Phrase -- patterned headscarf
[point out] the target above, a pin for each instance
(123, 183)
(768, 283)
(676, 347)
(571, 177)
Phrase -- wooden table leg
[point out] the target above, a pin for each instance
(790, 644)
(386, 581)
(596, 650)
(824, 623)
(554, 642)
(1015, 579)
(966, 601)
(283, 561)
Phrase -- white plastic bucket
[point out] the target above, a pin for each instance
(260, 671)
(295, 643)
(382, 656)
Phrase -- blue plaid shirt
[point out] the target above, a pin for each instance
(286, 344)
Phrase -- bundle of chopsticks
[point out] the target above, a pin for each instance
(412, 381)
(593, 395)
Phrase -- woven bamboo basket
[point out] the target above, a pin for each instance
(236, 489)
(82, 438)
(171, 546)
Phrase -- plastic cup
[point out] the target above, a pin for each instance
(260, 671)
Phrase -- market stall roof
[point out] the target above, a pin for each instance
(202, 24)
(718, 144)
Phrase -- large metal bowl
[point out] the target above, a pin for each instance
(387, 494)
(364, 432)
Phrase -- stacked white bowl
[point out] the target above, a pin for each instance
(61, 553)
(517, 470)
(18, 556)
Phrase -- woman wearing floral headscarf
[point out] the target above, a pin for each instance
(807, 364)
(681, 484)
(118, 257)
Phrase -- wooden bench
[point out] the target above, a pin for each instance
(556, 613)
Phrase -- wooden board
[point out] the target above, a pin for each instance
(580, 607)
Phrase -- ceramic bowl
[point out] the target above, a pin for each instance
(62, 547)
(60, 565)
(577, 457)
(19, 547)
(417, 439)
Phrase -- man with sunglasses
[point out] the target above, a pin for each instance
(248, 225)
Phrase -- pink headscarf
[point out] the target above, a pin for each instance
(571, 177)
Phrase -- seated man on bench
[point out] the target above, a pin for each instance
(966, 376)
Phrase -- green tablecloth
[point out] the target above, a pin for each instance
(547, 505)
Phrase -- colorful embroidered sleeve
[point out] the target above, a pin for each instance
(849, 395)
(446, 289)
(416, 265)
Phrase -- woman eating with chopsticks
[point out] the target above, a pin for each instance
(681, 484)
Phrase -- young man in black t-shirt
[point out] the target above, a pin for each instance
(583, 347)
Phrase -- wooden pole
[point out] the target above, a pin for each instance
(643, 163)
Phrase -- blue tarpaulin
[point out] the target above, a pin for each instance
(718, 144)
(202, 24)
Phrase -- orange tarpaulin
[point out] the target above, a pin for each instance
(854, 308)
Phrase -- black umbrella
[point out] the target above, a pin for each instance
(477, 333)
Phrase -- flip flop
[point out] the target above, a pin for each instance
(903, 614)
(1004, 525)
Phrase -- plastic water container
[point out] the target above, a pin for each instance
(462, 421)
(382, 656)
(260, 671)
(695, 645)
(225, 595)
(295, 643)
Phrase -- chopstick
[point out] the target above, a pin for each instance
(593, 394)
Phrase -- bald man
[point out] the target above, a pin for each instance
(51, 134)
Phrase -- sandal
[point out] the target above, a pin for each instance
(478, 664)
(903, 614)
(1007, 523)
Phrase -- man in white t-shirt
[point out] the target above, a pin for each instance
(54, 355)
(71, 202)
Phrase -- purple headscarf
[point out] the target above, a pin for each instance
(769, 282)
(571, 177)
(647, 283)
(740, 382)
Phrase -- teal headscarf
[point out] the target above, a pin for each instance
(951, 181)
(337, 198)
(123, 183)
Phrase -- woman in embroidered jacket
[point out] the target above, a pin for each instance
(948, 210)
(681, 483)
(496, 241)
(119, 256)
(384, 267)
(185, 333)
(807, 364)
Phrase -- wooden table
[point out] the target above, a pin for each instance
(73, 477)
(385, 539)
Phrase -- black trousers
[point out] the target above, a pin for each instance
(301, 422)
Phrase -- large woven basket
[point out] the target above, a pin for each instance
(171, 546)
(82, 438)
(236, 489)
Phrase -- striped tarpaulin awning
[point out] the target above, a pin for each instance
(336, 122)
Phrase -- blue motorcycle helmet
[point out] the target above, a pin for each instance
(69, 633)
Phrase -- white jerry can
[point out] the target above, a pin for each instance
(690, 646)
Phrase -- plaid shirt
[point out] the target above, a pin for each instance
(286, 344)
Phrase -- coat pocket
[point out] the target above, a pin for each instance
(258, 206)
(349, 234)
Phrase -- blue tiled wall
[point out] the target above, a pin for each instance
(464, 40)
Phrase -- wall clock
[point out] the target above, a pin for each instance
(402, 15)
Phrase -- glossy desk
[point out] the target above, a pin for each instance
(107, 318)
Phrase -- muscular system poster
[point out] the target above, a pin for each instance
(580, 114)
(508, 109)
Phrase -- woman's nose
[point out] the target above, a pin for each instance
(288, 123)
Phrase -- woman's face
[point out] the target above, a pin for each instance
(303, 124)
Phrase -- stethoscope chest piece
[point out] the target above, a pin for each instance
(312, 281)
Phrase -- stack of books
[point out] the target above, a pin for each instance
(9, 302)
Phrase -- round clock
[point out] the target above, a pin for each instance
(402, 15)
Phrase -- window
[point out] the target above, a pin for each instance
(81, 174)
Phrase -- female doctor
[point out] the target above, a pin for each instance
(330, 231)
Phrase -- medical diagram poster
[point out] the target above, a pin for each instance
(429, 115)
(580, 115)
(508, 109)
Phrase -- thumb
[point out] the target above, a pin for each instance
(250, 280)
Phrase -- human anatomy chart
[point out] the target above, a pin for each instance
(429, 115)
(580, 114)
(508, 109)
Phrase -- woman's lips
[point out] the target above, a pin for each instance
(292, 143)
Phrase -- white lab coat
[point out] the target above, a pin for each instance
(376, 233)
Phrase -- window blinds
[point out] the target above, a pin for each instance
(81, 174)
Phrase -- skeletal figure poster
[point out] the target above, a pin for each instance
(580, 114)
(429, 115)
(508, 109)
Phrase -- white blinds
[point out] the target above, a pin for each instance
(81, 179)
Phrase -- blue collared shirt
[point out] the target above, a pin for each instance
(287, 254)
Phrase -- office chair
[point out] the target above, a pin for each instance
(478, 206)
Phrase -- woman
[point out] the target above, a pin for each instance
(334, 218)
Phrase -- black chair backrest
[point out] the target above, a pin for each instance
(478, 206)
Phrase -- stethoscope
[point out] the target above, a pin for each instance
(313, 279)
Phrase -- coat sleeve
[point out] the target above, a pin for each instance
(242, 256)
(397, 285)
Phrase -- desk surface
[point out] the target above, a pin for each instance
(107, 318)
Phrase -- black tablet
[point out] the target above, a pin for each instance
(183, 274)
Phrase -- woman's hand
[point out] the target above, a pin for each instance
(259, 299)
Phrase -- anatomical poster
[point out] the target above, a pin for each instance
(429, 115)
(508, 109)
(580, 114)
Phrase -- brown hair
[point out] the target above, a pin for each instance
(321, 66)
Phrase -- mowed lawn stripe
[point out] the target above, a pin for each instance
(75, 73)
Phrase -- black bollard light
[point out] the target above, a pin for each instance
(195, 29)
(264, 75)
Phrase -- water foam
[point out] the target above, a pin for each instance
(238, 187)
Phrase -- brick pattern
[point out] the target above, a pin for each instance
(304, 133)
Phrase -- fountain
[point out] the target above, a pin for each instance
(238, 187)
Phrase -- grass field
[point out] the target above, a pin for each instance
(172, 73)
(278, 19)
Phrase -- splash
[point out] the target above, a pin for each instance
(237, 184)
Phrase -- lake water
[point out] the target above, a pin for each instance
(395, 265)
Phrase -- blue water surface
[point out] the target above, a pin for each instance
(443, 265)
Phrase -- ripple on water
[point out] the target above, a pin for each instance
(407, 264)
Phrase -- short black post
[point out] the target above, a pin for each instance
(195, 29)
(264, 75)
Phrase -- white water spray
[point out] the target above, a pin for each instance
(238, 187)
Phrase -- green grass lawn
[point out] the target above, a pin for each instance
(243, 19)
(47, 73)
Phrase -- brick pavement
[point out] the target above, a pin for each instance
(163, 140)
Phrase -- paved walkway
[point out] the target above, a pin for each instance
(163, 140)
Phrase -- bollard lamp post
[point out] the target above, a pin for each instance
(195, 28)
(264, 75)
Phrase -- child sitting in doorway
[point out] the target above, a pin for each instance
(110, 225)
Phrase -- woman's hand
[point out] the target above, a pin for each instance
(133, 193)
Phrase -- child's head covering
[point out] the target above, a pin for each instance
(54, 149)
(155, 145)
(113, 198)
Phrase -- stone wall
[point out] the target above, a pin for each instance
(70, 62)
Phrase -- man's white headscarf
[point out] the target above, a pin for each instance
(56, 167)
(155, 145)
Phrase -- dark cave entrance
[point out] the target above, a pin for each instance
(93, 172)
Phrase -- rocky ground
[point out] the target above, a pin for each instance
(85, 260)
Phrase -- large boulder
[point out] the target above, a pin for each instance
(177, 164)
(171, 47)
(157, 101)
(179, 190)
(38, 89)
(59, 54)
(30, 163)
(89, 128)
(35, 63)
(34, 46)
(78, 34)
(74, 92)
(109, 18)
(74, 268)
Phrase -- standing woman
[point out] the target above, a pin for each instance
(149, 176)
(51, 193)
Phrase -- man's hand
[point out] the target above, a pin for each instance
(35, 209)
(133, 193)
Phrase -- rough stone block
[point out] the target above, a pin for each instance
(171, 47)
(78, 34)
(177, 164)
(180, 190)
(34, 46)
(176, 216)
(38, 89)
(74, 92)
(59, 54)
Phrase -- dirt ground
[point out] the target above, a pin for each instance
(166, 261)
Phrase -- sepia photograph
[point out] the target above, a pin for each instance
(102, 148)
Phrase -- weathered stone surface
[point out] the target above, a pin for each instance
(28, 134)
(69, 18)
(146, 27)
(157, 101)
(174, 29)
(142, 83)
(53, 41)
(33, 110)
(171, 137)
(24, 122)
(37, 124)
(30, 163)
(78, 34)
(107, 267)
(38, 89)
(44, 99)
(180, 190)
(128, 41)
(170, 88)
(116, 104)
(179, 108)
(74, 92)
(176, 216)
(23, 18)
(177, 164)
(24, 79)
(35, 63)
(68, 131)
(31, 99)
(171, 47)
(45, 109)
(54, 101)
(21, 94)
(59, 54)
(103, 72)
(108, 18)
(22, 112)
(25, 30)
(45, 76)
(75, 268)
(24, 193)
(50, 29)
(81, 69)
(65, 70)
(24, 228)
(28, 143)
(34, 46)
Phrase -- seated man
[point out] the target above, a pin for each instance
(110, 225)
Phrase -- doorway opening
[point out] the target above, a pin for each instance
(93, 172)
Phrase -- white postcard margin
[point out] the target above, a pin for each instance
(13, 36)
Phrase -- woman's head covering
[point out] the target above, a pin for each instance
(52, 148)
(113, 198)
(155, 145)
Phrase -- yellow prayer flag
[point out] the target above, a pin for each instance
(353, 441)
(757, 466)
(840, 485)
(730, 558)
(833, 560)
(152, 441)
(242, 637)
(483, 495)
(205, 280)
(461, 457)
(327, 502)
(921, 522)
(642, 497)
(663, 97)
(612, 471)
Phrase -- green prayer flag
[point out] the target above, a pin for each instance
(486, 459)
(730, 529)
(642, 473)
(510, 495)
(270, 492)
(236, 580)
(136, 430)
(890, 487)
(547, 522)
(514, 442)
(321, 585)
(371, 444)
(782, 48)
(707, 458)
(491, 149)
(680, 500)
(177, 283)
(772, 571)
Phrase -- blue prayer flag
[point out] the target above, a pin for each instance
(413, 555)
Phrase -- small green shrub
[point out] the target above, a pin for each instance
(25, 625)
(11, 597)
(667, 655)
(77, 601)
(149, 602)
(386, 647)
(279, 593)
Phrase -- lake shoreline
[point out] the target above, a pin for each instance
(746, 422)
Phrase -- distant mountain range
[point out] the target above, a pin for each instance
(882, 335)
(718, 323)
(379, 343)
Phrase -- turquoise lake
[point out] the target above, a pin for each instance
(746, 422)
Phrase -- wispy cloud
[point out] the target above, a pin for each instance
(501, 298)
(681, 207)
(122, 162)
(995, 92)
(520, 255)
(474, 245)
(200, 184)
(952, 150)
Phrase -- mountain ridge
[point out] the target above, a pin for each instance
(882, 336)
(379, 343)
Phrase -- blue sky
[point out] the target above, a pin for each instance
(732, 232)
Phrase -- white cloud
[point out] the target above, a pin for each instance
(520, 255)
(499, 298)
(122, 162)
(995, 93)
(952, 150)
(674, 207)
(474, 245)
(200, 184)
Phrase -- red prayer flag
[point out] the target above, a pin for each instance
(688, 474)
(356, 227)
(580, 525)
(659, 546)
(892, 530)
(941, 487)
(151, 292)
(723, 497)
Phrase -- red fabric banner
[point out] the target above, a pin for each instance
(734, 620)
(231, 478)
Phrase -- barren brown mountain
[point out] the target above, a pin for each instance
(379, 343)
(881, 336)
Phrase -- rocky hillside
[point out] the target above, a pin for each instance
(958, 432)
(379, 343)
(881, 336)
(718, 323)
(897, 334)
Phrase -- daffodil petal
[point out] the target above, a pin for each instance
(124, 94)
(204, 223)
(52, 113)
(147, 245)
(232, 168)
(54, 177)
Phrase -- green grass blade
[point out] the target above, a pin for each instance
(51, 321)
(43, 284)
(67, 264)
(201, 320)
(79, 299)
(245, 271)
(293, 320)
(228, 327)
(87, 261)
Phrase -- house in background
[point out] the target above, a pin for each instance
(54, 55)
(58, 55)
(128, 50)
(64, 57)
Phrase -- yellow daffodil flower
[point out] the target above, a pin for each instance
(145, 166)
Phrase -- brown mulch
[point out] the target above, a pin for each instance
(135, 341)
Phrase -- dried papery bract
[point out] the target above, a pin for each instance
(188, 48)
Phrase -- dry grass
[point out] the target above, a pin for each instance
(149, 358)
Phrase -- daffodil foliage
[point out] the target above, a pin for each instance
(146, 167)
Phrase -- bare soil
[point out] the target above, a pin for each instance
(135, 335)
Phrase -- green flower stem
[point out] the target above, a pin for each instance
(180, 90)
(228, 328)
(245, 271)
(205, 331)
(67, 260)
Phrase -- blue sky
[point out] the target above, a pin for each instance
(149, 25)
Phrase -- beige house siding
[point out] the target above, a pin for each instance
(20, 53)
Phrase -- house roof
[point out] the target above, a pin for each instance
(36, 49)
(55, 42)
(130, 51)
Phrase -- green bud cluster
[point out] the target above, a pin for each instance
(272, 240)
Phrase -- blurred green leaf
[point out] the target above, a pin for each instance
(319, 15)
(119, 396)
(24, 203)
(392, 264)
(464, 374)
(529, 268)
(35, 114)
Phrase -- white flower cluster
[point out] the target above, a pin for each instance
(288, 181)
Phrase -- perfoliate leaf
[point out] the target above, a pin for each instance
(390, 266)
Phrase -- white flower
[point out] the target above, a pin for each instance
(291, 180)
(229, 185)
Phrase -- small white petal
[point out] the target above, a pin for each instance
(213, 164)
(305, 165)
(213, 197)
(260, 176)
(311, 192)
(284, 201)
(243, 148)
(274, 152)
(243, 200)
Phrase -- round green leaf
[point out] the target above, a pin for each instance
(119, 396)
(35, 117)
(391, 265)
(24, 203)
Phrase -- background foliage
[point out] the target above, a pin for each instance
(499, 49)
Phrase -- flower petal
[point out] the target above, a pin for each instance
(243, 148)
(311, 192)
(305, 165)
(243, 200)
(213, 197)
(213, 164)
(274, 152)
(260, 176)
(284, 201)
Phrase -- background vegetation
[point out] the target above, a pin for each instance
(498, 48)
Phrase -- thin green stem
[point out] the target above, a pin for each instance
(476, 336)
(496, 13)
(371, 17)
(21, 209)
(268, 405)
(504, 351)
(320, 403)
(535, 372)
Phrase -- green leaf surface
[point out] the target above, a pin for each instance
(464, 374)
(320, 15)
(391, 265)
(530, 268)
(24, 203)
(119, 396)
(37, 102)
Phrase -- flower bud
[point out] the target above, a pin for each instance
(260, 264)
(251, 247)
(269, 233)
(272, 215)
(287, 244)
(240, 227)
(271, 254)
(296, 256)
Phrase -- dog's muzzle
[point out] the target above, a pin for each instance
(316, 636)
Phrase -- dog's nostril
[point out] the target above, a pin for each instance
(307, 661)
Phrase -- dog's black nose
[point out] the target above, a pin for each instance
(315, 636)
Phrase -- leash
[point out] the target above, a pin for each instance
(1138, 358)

■ ■ ■ ■ ■ ■ ■

* **Exercise**:
Among the lines of the data, find every one that holds "covering" and copy it.

* **Exercise solution**:
Phrase -- child's head covering
Phrase -- woman's head covering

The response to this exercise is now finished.